__TASK__: Without including any pictures, copy every line below exactly.
****
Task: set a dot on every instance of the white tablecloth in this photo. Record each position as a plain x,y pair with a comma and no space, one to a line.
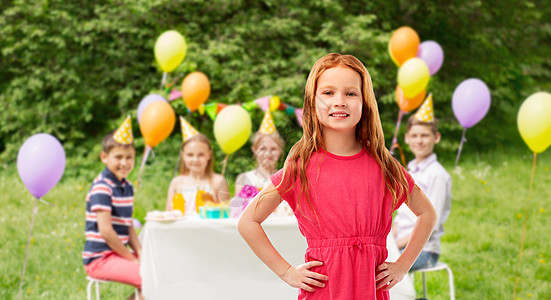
208,259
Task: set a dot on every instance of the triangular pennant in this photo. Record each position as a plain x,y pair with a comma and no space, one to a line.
123,135
187,130
426,111
267,126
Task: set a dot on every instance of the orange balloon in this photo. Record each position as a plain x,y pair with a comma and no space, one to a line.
403,44
157,122
195,90
406,104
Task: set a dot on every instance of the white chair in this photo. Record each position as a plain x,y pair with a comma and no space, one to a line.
95,281
438,267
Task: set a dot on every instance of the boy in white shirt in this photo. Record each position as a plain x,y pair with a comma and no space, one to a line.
421,136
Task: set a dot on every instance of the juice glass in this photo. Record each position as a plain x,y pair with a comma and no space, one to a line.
179,203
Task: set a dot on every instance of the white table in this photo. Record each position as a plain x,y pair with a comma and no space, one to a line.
208,259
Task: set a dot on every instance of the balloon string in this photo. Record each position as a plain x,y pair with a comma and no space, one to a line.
463,139
35,209
517,278
145,155
163,81
224,163
395,138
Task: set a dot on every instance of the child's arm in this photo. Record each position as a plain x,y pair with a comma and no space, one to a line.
250,229
134,242
392,272
437,195
110,236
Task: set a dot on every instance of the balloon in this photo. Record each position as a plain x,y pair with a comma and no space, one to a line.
146,101
403,44
232,128
170,50
534,122
413,77
40,163
157,122
470,101
406,104
432,54
195,90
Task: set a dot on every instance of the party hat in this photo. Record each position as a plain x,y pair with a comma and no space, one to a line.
123,135
426,111
187,130
267,126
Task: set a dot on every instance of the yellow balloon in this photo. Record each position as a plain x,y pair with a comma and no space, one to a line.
232,128
170,50
413,77
274,103
534,121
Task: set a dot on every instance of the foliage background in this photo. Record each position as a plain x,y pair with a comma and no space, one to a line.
75,69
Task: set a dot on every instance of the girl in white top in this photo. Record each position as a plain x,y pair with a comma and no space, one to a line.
197,175
267,149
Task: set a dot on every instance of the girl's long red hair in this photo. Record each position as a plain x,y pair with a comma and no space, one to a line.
369,133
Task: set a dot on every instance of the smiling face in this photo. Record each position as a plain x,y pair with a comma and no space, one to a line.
196,156
421,140
267,153
339,99
119,160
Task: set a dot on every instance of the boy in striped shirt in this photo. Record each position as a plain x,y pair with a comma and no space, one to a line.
109,208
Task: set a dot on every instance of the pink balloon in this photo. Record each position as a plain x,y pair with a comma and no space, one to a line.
471,101
40,163
431,53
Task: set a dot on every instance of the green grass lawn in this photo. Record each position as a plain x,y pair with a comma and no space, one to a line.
481,244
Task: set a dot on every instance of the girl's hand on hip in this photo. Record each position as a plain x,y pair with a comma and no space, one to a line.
301,276
388,274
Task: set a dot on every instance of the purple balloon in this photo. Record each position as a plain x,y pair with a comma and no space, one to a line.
431,53
471,101
146,101
40,162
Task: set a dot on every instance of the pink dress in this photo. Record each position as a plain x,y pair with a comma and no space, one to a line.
354,216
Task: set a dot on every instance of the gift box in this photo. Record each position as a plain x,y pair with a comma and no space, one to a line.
214,211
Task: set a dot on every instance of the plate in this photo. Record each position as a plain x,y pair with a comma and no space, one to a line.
164,220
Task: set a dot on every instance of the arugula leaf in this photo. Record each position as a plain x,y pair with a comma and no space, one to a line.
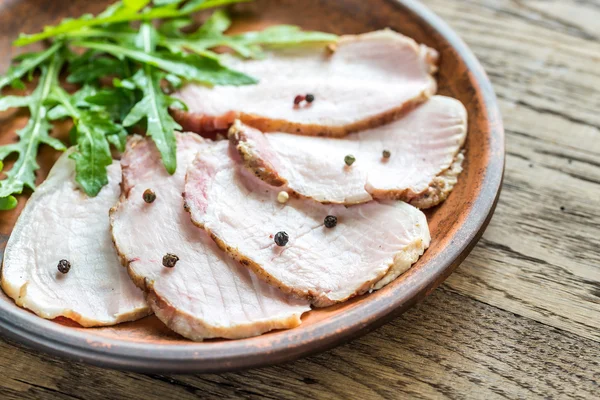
116,101
36,132
7,203
92,66
124,11
192,67
28,63
248,45
93,150
154,105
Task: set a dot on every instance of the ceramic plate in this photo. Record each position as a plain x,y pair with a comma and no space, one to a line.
456,225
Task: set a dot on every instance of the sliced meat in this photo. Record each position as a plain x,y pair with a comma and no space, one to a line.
324,265
58,223
422,167
367,81
206,294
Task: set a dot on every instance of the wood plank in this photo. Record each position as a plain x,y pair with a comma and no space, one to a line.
539,256
448,347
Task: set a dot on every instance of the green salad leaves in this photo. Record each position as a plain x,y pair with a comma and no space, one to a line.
124,62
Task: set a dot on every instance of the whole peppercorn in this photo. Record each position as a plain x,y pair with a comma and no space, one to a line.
349,159
149,196
64,266
281,238
283,197
169,260
330,221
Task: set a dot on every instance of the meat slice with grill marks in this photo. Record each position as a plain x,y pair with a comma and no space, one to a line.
369,79
421,165
61,224
325,265
205,294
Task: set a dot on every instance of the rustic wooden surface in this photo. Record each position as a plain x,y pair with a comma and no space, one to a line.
521,317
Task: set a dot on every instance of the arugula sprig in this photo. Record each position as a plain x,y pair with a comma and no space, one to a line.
125,11
154,104
141,62
35,133
249,45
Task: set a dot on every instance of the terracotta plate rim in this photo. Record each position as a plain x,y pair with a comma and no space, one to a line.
289,345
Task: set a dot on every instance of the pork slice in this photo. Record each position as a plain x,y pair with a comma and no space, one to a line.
324,265
206,294
422,169
58,223
368,80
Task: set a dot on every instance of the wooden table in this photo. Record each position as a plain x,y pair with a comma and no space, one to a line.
521,317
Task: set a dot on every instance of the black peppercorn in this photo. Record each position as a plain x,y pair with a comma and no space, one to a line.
64,266
281,238
330,221
349,159
149,196
169,260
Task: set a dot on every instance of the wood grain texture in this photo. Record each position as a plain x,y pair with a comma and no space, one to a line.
520,318
448,347
539,257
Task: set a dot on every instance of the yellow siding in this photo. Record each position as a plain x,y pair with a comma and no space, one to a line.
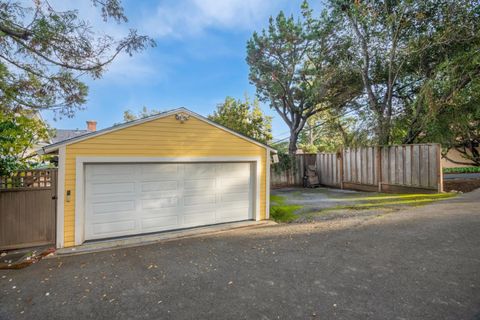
165,137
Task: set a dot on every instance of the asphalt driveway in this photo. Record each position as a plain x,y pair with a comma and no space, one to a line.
417,263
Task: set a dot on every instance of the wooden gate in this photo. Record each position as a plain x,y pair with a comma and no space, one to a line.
28,208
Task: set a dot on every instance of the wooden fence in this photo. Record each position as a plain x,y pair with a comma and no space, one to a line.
398,168
27,208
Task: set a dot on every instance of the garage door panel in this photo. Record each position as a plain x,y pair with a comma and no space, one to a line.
199,170
170,202
159,212
112,188
157,197
234,197
113,170
160,170
202,208
102,229
193,184
159,186
109,207
160,223
200,218
198,200
233,215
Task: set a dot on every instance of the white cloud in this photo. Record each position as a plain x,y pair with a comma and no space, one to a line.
190,17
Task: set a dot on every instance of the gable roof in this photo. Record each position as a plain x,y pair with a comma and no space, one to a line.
55,146
66,134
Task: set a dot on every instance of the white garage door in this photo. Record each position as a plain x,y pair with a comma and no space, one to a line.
126,199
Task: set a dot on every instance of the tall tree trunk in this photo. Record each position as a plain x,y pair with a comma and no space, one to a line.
292,146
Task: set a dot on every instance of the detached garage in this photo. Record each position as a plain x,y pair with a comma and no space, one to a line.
170,171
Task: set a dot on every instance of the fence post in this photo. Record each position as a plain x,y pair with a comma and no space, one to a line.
440,169
379,168
341,155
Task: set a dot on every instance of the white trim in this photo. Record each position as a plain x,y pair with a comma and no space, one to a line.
80,181
60,198
267,186
55,146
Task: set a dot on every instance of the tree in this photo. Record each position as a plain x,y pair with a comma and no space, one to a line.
44,52
19,132
399,48
244,117
128,115
327,131
292,70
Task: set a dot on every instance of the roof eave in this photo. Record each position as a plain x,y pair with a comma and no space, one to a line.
56,146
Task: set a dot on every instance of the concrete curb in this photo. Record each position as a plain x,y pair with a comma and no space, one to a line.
136,241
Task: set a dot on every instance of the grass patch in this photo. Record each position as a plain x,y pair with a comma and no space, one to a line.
381,201
462,170
282,212
401,197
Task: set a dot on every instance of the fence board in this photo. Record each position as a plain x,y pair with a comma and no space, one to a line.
27,209
398,167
****
__ANSWER TO THIS EXERCISE__:
Task: set a dot on every instance of the white tablecloth in this photo. Record each position as a plain x,y pair with a comma and no space, one to a line.
208,259
Task: set a dot on every instance of the triangular pennant in this photo. Record each position as a plain x,y pair with a comma and no space, one to a line.
123,135
187,130
426,111
267,126
Task: set a dot on every instance of the orange balloon in this photo. Record each position as a plain x,y pair with a comma and no space, one to a line.
403,44
157,122
195,90
406,104
Task: set a dot on every instance of the white chair in this photo. Record each position as a plain x,y pair with a comma and no space, one to a line.
95,281
438,267
Task: set a dot on every instance of the boy in white shirt in this photo. Record each position as a plain x,y pair with a comma and no space, one to a line.
421,136
Task: set a dot on every instance of the juice glass in this photo. Record each position as a plain x,y pair with a comma and no space, one to a line.
179,203
Task: set a dot on every instance of the white table in this photo. Record each position as a plain x,y pair with a comma and no space, one to a line.
208,259
Task: set a dot on every instance of the balloon string in this photo. Record each position as a plain x,y pair with a comma and no space, one to a line.
463,139
35,209
517,278
145,155
163,81
224,163
395,138
Task: set a dot on every instance of the child's arm in this photo. Record each position as a plain x,y pair with a comma and no space, one to a line.
250,229
134,242
392,272
437,195
110,236
Task: set a dot on every instance of the balloon in this photo. Record each position as a plain x,y pair with a comma and no space, one to a line.
146,101
403,44
232,128
170,50
534,122
413,77
40,163
157,122
470,101
406,104
432,54
195,90
Task: set a dot on every instance of the party hat in this photo. Record each position as a plain x,y pair with a comma and no space, one to a line.
123,135
426,111
187,130
267,126
Task: set a dot on every instance of the yellow balloon in this photo. Record each position as a plain x,y pair with a comma and no space, one to a line.
232,128
170,50
413,77
274,103
534,121
Task: set a dot on every instance of the foliage background in this photo. Record each position as a plain x,y pair with a comma and no space, one to a line.
75,69
Task: set a dot on every instance of the girl in white top in this photo. Record each position as a plain x,y pair with a comma and no space, one to a line.
197,175
267,149
Task: set a dot on every instance of the girl's long red hair in this photo. Record each position as a plain x,y pair with a comma and no space, one to a line.
369,133
Task: set a dot on every instance of the smiling face in this photo. Record each position as a plain x,y pair with a comma and no space, one to a line.
196,156
421,140
267,153
339,99
119,160
Task: set a dot on every instance of the boy in striped shirt in this photo. Record each position as a plain x,y pair with a comma and no space, one to a line.
109,208
Task: set a dot on every instance of the pink balloon in this photo. Record each position as a plain x,y pair with a comma and no space, one to a line.
471,101
40,163
431,53
Task: set a dot on every instance of the green grass lawn in this photo. Record each position as a plain x,y pair with a comma and no space, one to a line.
481,244
Task: set a dot on every instance of the girl's hand on hip in this photo. Record each position as a plain x,y pair with a comma and no space, one to a line.
301,276
388,274
Task: set a dot on every instance of the purple balloon in this photo. Record each position as a plain x,y pair with a comma and no space, one to a line.
431,53
471,101
146,101
40,162
Task: set a dot on every instance of the pink dress in this photo. Record each position as a plain x,y pair with a comma and no space, one to a line.
354,216
Task: set a dot on every instance of the gift box in this photo. Record each position as a plain x,y pair with a comma and no space, one to a line.
214,211
Task: set a dot on every instance of the plate in this photo. Record each position as a plain x,y pair with a comma and no space, one to a line.
164,220
Task: set a dot on every instance of the arugula leaf in this photo. Record each position as a plain x,y pair with a comma and no space, one to a line.
116,101
36,132
7,203
92,66
124,11
192,67
28,63
248,45
93,150
154,105
Task: set a dot on every instance of the ceramic plate in this photo. Record each position as a plain x,y pair with a comma and no space, one to a line.
456,225
Task: set a dot on every instance of the sliced meat in this photo. Record each position as a plain x,y pair with a comma and no space, one to a line.
324,265
58,223
422,167
367,81
206,294
Task: set a dot on every instance of the wood plank in this photo. Record each position as a plain x,y pair with a comma and no space, one to a line.
539,256
448,347
Task: set a dot on every instance of the green salad leaves in this photo. Record each position as a plain x,y pair with a comma and no space, one to a line.
124,62
Task: set a dot on every instance of the whole peppercorn in this photo. Record each position as a plain x,y pair with a comma and no space, one to a line.
349,159
149,196
64,266
281,238
283,197
169,260
330,221
Task: set a dot on every instance of the meat slice with grill marks in this photo. Record each position as a plain x,y pair with a comma and no space, one to a line.
369,79
421,165
61,224
325,265
205,294
Task: set a dot on every instance of the rustic wooden surface in this photo. Record each position as a plain x,y pair with a comma and no space, one to a line.
521,317
Task: set a dot on every instance of the arugula sprig in this photo. Record each position as a plain x,y pair with a comma and no space, one to a line.
125,11
154,104
141,62
35,133
249,45
Task: set a dot on every instance of the terracotta plate rim in this photo. Record each position as a plain x,y pair with a comma and no space, one to a line.
289,345
Task: set a dot on every instance of the pork slice in this photo. Record each position as a plain x,y pair with a comma and no space, one to a line.
324,265
206,294
422,169
58,223
368,80
Task: set a dot on every instance of the wooden table in this photo. Record each position as a plain x,y pair with a comma and no space, one to a line.
521,317
Task: set a dot on every instance of the black peppercorn in this photo. Record each position as a plain x,y pair with a comma and no space, one to a line.
64,266
281,238
330,221
349,159
149,196
169,260
Task: set a dot on every instance of the wood grain texture in this photo. Record each position as a plain x,y pair with a comma and no space, one to a line.
520,318
448,347
539,257
Task: set a dot on every instance of the yellow siding in this photo. Record each position as a plain x,y pair with a comma and no space, one to a line.
165,137
Task: set a dot on every instance of the asphalt driveway in this photo. Record each position as a plain x,y pair with a comma and no space, one to a line.
417,263
Task: set a dot on every instance of the wooden gate in this photo. Record each position as a plain x,y pair with a comma and no space, one to a line.
28,208
Task: set a dot on every instance of the wooden fence in this photo. Record each position as a plain x,y pair with a comma and no space, one to a line.
398,168
27,208
Task: set a dot on every instance of the garage door panel in this photo. Record each position as a plain x,y pair with a comma and no space, one to a line.
199,170
170,202
159,212
112,188
157,197
234,197
113,170
160,170
202,208
102,229
193,184
159,186
109,207
160,223
200,218
198,200
233,215
Task: set a dot on every instance of the white cloud in this photo. Record each position as a plain x,y pair with a comma and no space, one to a line.
190,17
Task: set a dot on every instance of the gable roof in this photo. Record each position as a plain x,y pair with a comma and no space, one to a line.
55,146
66,134
Task: set a dot on every instance of the white garage door in this photo. Record each position as a plain x,y pair with a comma and no space, one to a line.
126,199
Task: set a dot on every instance of the tall tree trunk in this photo. Record each position as a plain x,y pair with a comma and no space, one to a line.
292,146
Task: set a dot on every instance of the detached garage in this photo. Record each position as a plain x,y pair with a comma and no space, one to a line.
170,171
Task: set a dot on every instance of the fence post in this photo. Record each position as a plain x,y pair with a comma and no space, one to a line.
440,169
379,168
341,155
Task: set a dot on every instance of the white trim in this photo. Record each position as a plain x,y pair with a comma and no space, one to a line.
80,181
60,198
267,186
55,146
Task: set a dot on every instance of the tree in this photo. Record each position as a plain x,y pair with a comma and no space, one to a line.
44,52
19,132
399,48
244,117
128,115
327,131
292,70
Task: set a dot on every instance of the roof eave in this photo. Record each position as a plain x,y pair with a comma and no space, one to a line.
56,146
Task: set a dot on every instance of the concrete curb in this photo. Record each position as a plain x,y pair with a comma and no space, one to a line.
136,241
Task: set a dot on every instance of the grass patch in this photo. Record each position as a plain x,y pair with a comma and no space, one to a line.
381,201
462,170
282,212
401,197
Task: set a dot on every instance of the fence board in this photo. Record each position as a plain x,y pair with a comma and no space, one to a line.
27,209
398,167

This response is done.